* _EXERCISE AIM_: Write out all the records below again, substituting "marker" for each occurrence of "dot" and keeping every other character as it is.

★ ★ ★ ★

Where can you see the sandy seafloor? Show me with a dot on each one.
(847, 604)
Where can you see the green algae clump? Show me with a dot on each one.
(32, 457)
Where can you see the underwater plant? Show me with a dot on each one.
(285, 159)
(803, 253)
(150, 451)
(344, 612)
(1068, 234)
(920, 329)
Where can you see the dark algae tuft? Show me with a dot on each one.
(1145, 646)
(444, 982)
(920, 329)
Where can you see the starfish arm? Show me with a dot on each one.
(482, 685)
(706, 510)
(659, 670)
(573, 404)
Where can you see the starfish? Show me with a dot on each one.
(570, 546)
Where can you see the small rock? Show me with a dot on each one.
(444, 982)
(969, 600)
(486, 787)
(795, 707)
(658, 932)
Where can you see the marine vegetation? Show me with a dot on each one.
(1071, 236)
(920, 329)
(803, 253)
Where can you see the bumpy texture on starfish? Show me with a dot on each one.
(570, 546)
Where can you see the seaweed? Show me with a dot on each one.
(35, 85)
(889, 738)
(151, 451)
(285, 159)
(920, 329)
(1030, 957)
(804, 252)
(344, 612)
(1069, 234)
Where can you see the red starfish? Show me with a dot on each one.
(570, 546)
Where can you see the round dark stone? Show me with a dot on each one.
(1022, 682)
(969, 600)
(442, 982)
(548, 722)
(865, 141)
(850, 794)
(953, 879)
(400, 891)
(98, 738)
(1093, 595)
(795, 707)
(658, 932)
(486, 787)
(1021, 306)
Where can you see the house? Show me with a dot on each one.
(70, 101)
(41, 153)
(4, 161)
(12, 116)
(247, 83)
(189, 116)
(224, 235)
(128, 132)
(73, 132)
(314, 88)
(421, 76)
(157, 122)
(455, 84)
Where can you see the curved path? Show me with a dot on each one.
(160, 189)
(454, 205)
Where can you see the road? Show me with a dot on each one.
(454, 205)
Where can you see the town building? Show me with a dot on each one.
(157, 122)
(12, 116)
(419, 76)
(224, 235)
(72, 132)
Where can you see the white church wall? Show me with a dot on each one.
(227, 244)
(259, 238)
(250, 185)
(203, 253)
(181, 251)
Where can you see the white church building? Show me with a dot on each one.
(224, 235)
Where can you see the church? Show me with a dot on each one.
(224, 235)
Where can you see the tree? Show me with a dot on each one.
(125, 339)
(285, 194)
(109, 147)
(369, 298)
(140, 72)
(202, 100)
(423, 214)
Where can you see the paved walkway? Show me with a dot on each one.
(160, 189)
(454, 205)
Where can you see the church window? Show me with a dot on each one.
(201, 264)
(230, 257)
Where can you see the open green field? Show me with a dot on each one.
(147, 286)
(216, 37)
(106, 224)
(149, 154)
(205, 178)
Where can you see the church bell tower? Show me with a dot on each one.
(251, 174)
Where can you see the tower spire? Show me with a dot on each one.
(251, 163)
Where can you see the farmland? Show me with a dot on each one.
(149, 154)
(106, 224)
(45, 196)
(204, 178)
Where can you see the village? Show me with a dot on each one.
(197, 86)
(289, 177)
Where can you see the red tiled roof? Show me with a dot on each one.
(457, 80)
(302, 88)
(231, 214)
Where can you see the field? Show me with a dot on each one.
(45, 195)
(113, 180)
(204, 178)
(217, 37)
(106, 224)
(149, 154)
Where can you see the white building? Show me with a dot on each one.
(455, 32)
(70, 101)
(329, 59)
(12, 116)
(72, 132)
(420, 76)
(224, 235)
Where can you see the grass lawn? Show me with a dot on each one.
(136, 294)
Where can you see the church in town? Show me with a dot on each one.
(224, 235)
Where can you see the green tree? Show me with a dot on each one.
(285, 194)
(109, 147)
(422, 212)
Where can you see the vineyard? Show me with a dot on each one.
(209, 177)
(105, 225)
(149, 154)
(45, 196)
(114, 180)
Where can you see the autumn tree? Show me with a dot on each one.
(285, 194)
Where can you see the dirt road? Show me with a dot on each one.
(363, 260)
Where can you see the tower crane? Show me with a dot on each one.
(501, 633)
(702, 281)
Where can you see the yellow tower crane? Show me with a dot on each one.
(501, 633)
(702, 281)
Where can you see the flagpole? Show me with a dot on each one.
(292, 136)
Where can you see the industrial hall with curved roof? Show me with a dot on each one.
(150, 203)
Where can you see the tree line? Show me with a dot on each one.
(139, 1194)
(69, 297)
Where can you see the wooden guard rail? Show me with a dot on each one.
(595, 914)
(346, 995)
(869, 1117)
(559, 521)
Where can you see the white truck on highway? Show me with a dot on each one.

★ ★ ★ ★

* _PROBLEM SOLUTION_:
Where can you see the sandy seafloor? Show me with a marker on each one.
(847, 604)
Where can you see the green algae clump? Show me with a marker on each one.
(32, 457)
Where can you see the underwater plant? Show me with a marker on each one.
(285, 159)
(803, 253)
(150, 451)
(344, 612)
(1068, 234)
(920, 329)
Where can you see the dark algae tuft? Show me with a marker on each one.
(1145, 646)
(444, 982)
(920, 329)
Where can you see the starfish arm? Show me with a marker on each one.
(482, 685)
(706, 510)
(659, 670)
(573, 404)
Where can you see the starfish? Show me with a marker on each one.
(570, 546)
Where can you see the small rock? Show me with a marker on each one.
(444, 982)
(969, 600)
(486, 787)
(795, 707)
(658, 932)
Where can you see the marine vegetation? Show me with a marker on each one.
(1071, 236)
(920, 329)
(803, 253)
Where can you see the bumpy texture on starfish? Show me with a marker on each one.
(570, 546)
Where can you see the seaweed? Show me with a marker on each one.
(35, 85)
(889, 738)
(151, 451)
(285, 159)
(920, 329)
(1030, 957)
(804, 252)
(344, 612)
(1069, 234)
Where can you see the red starfish? Show me with a marker on each one.
(570, 546)
Where can you see the round dark stone? Show me with a marker on each one.
(1022, 682)
(969, 600)
(442, 982)
(548, 722)
(865, 141)
(850, 794)
(953, 879)
(400, 891)
(98, 738)
(1093, 595)
(795, 707)
(658, 932)
(486, 787)
(1021, 306)
Where can you see the house? Show me with a marker on each one.
(70, 101)
(41, 153)
(4, 161)
(12, 116)
(247, 83)
(189, 116)
(224, 235)
(128, 132)
(73, 132)
(314, 88)
(421, 76)
(157, 122)
(455, 84)
Where can you see the curved path? Show me with a marker on each one.
(160, 189)
(454, 205)
Where can you see the road? Show me with a marker on each one.
(454, 205)
Where can you see the town building? Show me with a marker on each one.
(157, 122)
(12, 116)
(419, 76)
(224, 235)
(72, 132)
Where can you see the white church wall? Show me with a marker on each one.
(227, 244)
(259, 238)
(250, 185)
(203, 253)
(181, 251)
Where can you see the white church building? Show me with a marker on each one.
(224, 235)
Where can you see the church? Show me with a marker on each one.
(224, 235)
Where can you see the tree? Show me with a marker on each one.
(125, 339)
(285, 194)
(109, 147)
(369, 298)
(140, 72)
(202, 100)
(423, 214)
Where can you see the paved walkway? Show me with a marker on each one.
(160, 189)
(454, 205)
Where can you see the church window? Show me with a marker on each one.
(201, 264)
(230, 257)
Where can you see the open green field? Show me with a marker on each one.
(147, 286)
(216, 37)
(106, 224)
(149, 154)
(205, 178)
Where can you see the church bell tower? Show me with a marker on each one.
(251, 174)
Where can you see the tower spire? Show me with a marker on each one.
(251, 163)
Where can you see the farmland? Show me with a marker on each one.
(149, 154)
(106, 224)
(45, 196)
(204, 178)
Where can you see the village? Show me with a marker on each one.
(197, 86)
(289, 177)
Where can you see the red tiled roof? Show me with a marker on each one.
(457, 80)
(302, 88)
(231, 214)
Where can you see the field? Show me with a marker on each one.
(45, 195)
(113, 180)
(204, 178)
(217, 37)
(106, 224)
(149, 154)
Where can you see the white building? Show me with a marker on each one.
(455, 32)
(70, 101)
(329, 59)
(12, 116)
(72, 132)
(420, 76)
(224, 235)
Where can you see the grass lawn? Show me with a marker on each one.
(136, 294)
Where can you see the church in town? Show me with a marker on each one.
(224, 235)
Where can you see the green tree? Show me with a marker on each one.
(285, 194)
(109, 147)
(422, 212)
Where can you see the vineyard? Show me with a marker on each one.
(209, 177)
(105, 225)
(149, 154)
(45, 196)
(114, 180)
Where can you see the autumn tree? Show me with a marker on each one.
(285, 194)
Where can you see the dirt road? Show me with a marker on each one.
(363, 260)
Where can you see the tower crane? Show me with a marker on each one.
(501, 633)
(702, 281)
Where can you see the yellow tower crane? Show me with a marker on each one.
(501, 633)
(702, 281)
Where can you see the flagpole? Show me with a marker on each one.
(292, 136)
Where can you see the industrial hall with curved roof? Show me with a marker on each one.
(150, 203)
Where can you see the tree line? Show me with a marker on each one.
(139, 1194)
(69, 297)
Where can you see the wooden guard rail? Show me with a marker on each one.
(595, 914)
(346, 995)
(869, 1117)
(559, 521)
Where can you see the white truck on highway? Show me with a marker on each one.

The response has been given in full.